┌────────

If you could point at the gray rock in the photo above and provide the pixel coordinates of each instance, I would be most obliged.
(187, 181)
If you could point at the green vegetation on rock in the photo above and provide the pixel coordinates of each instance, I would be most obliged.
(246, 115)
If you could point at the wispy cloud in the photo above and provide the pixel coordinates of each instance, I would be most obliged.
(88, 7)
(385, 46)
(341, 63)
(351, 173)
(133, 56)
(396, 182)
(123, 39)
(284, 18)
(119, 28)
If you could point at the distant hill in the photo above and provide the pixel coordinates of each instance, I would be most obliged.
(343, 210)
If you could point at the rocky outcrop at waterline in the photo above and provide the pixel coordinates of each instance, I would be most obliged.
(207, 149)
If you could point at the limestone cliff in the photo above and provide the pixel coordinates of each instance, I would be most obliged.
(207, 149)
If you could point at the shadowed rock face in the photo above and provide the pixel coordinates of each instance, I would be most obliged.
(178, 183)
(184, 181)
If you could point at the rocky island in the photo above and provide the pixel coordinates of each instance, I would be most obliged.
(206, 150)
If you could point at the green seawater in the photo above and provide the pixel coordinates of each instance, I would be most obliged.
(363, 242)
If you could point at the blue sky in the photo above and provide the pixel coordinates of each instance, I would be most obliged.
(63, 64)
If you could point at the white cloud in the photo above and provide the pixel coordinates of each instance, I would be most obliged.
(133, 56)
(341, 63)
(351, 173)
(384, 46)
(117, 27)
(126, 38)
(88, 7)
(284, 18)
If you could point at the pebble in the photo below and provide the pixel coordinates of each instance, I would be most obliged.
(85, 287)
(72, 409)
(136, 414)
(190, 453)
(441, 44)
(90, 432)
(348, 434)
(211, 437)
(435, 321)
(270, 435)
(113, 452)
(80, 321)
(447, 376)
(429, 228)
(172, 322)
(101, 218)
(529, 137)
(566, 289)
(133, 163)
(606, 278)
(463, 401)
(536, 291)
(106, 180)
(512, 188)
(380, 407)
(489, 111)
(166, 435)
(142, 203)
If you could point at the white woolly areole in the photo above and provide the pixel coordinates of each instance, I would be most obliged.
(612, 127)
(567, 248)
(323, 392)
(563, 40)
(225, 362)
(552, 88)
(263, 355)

└────────

Aim » Copy all the records above precisely.

Task solution »
If you could point at the gray rock in the photo above and provide the pixel coordinates of each instance, I would be most obliged.
(187, 181)
If you could point at the green vegetation on rock in the photo above and provide the pixel coordinates of each instance, I would be most obliged.
(246, 115)
If you could point at the wispy cloud in the photo above and provide the pixel coordinates of each instance, I would be most obliged.
(88, 7)
(385, 46)
(341, 63)
(351, 173)
(133, 56)
(396, 182)
(123, 39)
(284, 18)
(119, 28)
If you could point at the distant hill in the photo above and provide the pixel coordinates of each instance, I would be most obliged.
(343, 210)
If you could point at the rocky outcrop at waterline in the photo above and provide the pixel coordinates of each instance, I would be most obliged.
(207, 149)
If you could point at the limestone cliff in the photo above and provide the pixel coordinates of each instance, I would be most obliged.
(207, 149)
If you could point at the shadowed rock face in the photo above and provide the pixel coordinates of each instance, I would be most obliged.
(178, 183)
(184, 181)
If you could point at the rocky island in the photo above and provide the pixel coordinates of each instance, I would be most obliged.
(206, 150)
If you could point at the green seawater in the photo above and provide the pixel coordinates of each instance, I would be most obliged.
(363, 242)
If you could point at the blue sky in the photo above and provide the pixel coordinates of each instance, I would be most obliged.
(63, 64)
If you could point at the white cloud in the photo above and provide the pixel coordinates of each instance, I would be most obliged.
(133, 56)
(341, 63)
(351, 173)
(384, 46)
(117, 27)
(126, 38)
(88, 7)
(284, 18)
If you could point at the pebble in the photo below and provide the pixel coordinates of each instance, I would be most obliged.
(85, 287)
(72, 409)
(136, 414)
(190, 453)
(441, 44)
(90, 432)
(348, 434)
(211, 437)
(435, 321)
(270, 435)
(113, 452)
(80, 321)
(447, 376)
(429, 228)
(172, 322)
(101, 218)
(529, 137)
(566, 289)
(133, 163)
(606, 278)
(463, 401)
(536, 291)
(106, 180)
(512, 188)
(380, 407)
(489, 111)
(166, 435)
(142, 203)
If you could point at the white woolly areole in the photo above and provide the pixel coordinates of each instance, I would be most obliged.
(612, 127)
(567, 248)
(323, 392)
(563, 40)
(225, 362)
(552, 88)
(263, 355)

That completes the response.